[READING TEXT]:
★ ★ ★

PLEASE NOTE! This is supposed to be a HUMOROUS post. However, it appears I've done a poor job of communicating that! So if you should happen to arrive at something other than humor between myself and the friend I am writing about, please let me assure you that is not the case. We were dear friends yesterday, we are dear friends today, and we will be dear friends tomorrow. With that said, I hope you enjoy this little incident and the comments and reactions it has engendered so far:
Yesterday the following conversation took place with a good friend:
She: I've been thinking about a couple of things you've said recently. You really might be superficial. I think you probably are superficial. It's ok, I don't mind that you are superficial. In fact it makes it easier for me because I am superficial too.
I of course had free will to respond in any number of ways:
Me: What the hell are you talking about? or,
Me: Are you crazy? or,
Me: What's your fricking problem?
Me: Um, um, gee, stutter, stutter, wow. I don't know what to say. What you're referring to happened 35 years ago...Gee...well....wow....um...gee.
I have been called names and described many ways in my life. Among them: insensitive, impatient, careless, self indulgent, oblivious, mean spirited, thoughtless, impulsive, petty, obnoxious, demanding, intense, emotional, and dramatic. I'm sure there are another three dozen adjectives and two dozen adverbs that I have either overlooked or have been thought about me but not spoken outloud. But I have never ever been called superficial.
Following this exchange with my friend my feelings ranged from hurt to confused to shocked to bewildered to insecure to curious to stupified to defensive, and finally, to the following delightful response, sent via email this afternoon:
The Superficial Rascal
Ok, I admit it:
It’s only your talent and humor and well oiled oratory
That drew me in and
keeps me coming.
It’s only my boring fascination with mundane details
That grants me the patience
To hear about your 4th grade teachers
And your preference for little flying pigs.
It’s merely my missing pieces
That accepts and follows your opinions
On everything from entitlements
To Aristotle to every way the world works.
It’s my starved imagination
That greets your colors
With unbridled enthusiasm that could be real
But is probably just my pathetic boredom.
And, of course, it’s my shallow approach
To all people and things
That so lovingly adores cardboard
and so easily avoids anything with moving parts.

★ ★ ★

[GIVEN REQUEST 1]:
Please translate this sentence from the post about being called superficial into Spanish: "We were dear friends yesterday, we are dear friends today, and we will be dear friends tomorrow."
[GIVEN REQUEST 2]:
Reproduce the part of the post about being called superficial between "Following this exchange" and "little flying pigs.", inclusive.

★ ★ ★

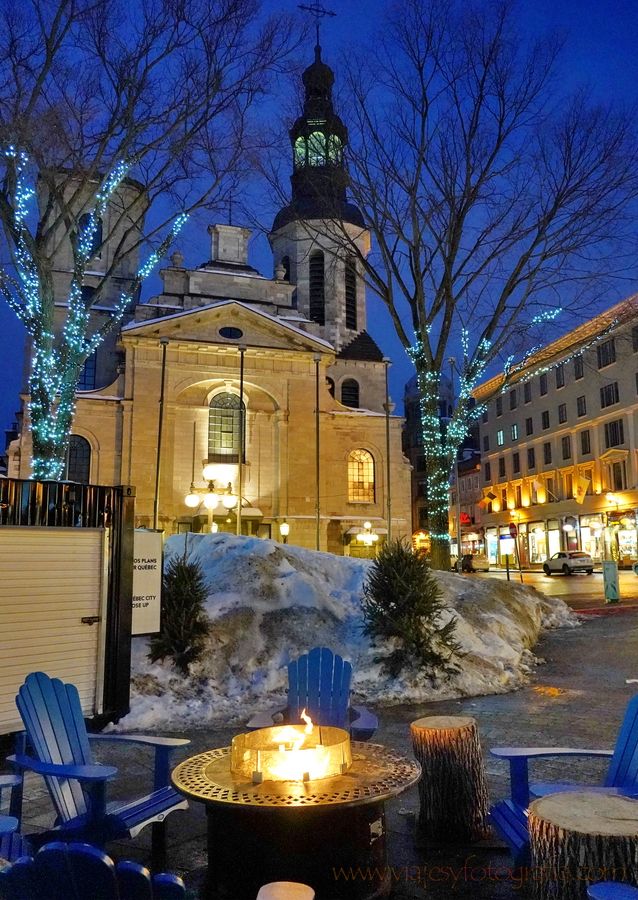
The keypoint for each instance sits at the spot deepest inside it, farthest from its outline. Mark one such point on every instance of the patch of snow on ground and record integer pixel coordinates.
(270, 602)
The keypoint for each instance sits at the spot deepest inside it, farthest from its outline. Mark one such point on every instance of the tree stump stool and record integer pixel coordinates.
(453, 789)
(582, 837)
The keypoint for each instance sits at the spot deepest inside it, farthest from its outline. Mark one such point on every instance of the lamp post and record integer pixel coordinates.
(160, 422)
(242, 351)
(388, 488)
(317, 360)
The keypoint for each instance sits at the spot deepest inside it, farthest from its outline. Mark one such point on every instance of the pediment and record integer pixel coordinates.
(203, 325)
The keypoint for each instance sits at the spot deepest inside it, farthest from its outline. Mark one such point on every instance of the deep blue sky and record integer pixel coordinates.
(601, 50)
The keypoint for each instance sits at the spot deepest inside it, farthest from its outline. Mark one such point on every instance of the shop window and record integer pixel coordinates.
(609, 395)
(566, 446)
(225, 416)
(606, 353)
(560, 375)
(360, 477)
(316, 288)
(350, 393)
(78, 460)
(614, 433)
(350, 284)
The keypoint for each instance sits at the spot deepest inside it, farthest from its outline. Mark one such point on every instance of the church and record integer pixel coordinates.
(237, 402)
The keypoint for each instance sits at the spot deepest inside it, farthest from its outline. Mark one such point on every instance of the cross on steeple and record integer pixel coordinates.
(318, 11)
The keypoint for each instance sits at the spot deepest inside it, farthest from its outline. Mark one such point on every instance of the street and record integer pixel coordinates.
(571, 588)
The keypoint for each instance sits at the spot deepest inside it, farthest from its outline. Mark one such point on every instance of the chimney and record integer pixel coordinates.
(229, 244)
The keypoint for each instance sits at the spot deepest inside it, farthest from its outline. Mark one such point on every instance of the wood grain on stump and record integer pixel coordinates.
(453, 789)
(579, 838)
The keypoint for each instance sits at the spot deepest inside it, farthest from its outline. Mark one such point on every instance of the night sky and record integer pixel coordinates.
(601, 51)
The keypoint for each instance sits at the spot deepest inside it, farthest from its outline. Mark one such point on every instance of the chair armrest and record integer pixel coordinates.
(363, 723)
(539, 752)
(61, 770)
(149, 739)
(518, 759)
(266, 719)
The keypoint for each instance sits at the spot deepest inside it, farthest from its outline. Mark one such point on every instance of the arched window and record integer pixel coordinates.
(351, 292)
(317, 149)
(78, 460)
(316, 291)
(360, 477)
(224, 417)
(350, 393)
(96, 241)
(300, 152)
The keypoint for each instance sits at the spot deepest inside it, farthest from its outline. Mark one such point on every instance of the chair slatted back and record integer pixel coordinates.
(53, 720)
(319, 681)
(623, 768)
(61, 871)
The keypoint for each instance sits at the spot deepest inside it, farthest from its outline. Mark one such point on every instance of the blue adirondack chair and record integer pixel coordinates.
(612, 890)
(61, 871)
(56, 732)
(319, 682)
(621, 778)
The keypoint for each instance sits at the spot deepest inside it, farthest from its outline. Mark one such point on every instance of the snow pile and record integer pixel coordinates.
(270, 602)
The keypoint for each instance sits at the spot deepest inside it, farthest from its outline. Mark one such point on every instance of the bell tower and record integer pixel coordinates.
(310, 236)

★ ★ ★

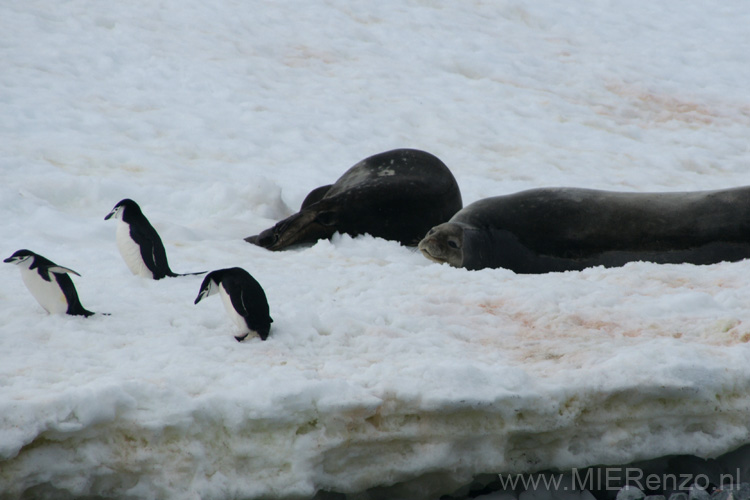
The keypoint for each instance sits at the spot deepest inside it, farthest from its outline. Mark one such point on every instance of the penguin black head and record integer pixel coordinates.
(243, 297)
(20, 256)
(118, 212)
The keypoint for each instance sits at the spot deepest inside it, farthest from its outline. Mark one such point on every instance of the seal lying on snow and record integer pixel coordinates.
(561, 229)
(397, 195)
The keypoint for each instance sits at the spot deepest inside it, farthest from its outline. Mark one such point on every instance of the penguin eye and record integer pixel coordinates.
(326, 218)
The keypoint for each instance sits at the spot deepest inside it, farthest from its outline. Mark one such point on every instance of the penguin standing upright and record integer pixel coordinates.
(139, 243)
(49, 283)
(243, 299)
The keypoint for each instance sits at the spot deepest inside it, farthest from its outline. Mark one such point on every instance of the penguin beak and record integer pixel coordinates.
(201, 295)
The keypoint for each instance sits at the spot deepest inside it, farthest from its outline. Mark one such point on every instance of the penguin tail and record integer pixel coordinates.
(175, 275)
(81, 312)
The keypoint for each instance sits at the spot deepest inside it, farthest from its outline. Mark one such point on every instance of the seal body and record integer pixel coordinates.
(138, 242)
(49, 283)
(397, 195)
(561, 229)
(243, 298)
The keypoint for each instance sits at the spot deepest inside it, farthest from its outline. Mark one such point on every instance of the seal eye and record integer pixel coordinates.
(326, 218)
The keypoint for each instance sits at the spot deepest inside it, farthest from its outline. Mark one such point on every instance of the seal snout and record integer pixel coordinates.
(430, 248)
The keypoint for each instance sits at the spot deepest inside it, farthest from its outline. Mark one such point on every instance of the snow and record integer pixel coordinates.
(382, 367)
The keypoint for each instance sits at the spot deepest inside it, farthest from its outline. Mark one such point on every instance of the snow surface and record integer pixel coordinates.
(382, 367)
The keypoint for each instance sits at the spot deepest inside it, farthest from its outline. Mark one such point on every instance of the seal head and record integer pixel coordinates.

★ ★ ★

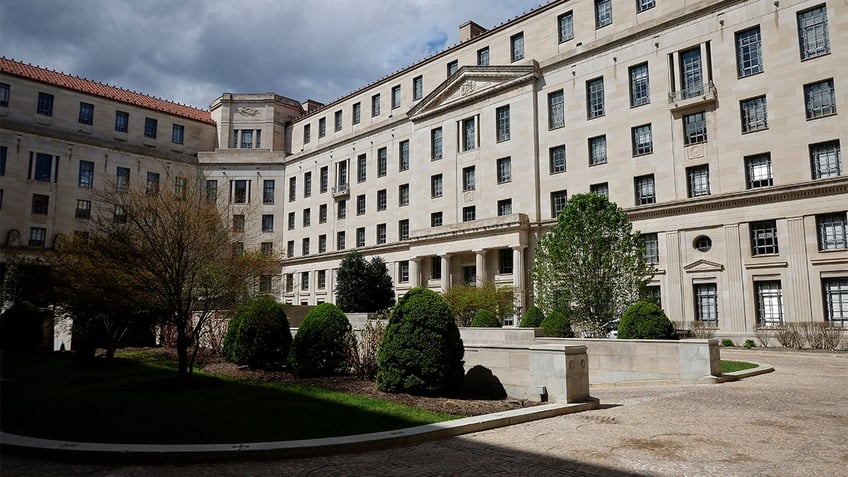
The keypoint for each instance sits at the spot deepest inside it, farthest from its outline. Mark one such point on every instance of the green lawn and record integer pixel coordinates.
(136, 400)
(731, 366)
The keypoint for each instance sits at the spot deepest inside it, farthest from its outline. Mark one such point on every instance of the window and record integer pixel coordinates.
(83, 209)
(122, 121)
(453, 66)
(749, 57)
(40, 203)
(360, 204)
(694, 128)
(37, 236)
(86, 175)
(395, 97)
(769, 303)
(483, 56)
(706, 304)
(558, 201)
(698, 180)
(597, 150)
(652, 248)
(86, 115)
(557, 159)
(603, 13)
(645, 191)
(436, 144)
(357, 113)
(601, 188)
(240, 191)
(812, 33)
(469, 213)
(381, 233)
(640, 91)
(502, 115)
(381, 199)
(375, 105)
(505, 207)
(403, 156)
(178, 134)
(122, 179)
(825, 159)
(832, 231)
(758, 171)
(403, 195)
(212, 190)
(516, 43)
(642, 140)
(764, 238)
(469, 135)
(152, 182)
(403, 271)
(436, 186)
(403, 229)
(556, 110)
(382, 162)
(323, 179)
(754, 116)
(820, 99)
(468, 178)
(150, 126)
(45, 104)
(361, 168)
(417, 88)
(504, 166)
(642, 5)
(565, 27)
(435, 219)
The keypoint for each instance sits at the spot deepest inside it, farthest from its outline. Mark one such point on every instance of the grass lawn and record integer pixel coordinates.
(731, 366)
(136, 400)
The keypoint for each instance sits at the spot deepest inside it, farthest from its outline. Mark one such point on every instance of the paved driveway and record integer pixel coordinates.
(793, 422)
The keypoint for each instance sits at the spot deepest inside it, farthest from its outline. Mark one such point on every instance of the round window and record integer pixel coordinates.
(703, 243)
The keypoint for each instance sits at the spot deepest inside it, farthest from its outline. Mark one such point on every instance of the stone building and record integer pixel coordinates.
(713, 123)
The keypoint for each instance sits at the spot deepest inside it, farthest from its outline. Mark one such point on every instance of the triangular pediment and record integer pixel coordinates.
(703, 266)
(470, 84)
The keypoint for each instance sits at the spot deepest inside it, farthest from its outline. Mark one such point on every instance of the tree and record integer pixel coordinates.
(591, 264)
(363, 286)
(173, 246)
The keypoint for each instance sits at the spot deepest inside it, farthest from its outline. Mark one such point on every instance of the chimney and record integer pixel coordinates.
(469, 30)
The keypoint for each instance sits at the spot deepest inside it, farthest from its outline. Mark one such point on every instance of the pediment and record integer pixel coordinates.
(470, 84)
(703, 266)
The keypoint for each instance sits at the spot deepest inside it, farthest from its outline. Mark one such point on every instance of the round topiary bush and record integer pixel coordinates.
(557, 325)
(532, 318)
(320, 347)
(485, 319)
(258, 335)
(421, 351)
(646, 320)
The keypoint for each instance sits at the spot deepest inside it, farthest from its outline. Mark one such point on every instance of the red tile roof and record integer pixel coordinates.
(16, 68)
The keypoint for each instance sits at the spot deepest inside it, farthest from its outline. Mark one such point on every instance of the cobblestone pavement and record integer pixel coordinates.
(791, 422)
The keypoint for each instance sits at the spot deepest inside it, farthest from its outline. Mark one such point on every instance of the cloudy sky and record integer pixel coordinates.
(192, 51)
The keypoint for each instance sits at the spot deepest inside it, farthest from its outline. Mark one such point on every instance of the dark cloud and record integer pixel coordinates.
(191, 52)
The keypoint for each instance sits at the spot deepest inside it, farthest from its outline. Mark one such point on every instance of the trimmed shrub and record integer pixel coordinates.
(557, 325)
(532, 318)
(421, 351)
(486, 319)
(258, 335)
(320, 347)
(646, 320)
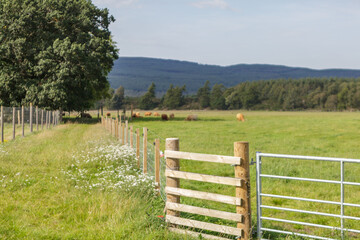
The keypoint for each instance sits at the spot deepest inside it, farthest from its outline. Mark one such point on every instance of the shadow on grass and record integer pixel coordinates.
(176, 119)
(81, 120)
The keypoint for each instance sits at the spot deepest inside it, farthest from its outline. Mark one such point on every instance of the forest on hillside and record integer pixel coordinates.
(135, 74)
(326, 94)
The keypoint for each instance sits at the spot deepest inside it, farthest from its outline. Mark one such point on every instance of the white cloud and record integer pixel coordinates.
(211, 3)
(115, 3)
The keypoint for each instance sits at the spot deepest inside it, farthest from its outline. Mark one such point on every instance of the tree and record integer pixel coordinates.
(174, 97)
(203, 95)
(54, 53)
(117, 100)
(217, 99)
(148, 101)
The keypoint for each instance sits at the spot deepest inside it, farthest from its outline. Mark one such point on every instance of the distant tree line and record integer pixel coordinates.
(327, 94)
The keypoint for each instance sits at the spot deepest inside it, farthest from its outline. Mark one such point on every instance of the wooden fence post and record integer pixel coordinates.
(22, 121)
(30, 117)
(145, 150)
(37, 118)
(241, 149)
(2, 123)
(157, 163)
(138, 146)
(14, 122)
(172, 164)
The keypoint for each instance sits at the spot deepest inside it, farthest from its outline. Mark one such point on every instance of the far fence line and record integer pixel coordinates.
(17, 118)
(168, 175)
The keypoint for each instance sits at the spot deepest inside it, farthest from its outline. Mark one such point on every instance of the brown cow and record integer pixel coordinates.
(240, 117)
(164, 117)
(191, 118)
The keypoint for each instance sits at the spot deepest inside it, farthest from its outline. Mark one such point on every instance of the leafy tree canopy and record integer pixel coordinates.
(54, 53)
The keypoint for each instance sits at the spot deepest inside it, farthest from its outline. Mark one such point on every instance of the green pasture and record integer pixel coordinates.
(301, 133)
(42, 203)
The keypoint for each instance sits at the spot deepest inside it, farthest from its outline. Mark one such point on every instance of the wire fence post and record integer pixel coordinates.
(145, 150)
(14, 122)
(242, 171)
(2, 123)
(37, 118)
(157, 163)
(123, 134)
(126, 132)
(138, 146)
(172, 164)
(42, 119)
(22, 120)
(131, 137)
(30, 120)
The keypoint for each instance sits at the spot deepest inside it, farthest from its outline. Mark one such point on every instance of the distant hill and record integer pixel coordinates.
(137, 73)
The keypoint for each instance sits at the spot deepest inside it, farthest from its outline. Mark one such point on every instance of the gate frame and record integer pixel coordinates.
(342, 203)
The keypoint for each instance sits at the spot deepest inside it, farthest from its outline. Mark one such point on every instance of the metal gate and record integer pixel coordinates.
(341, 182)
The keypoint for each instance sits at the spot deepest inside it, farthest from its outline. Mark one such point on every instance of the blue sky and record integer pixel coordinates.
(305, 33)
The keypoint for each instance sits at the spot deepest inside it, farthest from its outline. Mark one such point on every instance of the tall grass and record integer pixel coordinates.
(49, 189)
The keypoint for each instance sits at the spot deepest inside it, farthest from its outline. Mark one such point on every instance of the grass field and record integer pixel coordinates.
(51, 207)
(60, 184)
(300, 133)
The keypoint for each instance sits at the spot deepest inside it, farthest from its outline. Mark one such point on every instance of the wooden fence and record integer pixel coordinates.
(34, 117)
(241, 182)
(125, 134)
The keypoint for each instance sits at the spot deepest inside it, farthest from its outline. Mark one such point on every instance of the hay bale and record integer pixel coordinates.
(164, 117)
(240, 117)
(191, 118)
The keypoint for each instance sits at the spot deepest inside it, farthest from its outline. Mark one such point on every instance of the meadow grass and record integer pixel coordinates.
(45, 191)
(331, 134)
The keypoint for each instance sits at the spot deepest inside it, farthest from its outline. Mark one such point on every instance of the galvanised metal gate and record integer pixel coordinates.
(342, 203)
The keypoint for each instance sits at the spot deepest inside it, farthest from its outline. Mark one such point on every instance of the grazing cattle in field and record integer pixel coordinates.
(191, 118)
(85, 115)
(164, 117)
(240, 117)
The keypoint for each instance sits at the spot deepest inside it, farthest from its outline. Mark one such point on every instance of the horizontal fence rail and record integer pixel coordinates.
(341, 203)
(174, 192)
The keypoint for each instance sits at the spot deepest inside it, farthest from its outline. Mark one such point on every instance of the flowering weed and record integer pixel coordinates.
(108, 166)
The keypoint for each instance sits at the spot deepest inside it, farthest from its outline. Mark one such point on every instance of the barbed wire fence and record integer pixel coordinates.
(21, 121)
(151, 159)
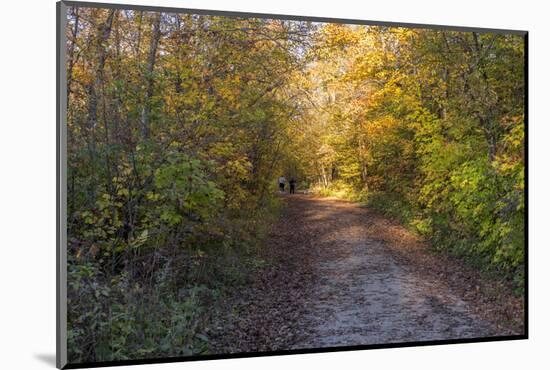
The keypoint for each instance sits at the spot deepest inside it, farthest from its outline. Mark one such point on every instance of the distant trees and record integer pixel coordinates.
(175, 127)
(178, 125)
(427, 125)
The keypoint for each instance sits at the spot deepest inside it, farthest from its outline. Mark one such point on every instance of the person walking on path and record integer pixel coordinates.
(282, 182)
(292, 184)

★ ★ ★

[WRITTEN SOLUTION 1]:
Ayer éramos amigos entrañables, hoy somos amigos entrañables y mañana seremos amigos entrañables.

[WRITTEN SOLUTION 2]:
Following this exchange with my friend my feelings ranged from hurt to confused to shocked to bewildered to insecure to curious to stupified to defensive, and finally, to the following delightful response, sent via email this afternoon:
The Superficial Rascal
Ok, I admit it:
It’s only your talent and humor and well oiled oratory
That drew me in and
keeps me coming.
It’s only my boring fascination with mundane details
That grants me the patience
To hear about your 4th grade teachers
And your preference for little flying pigs.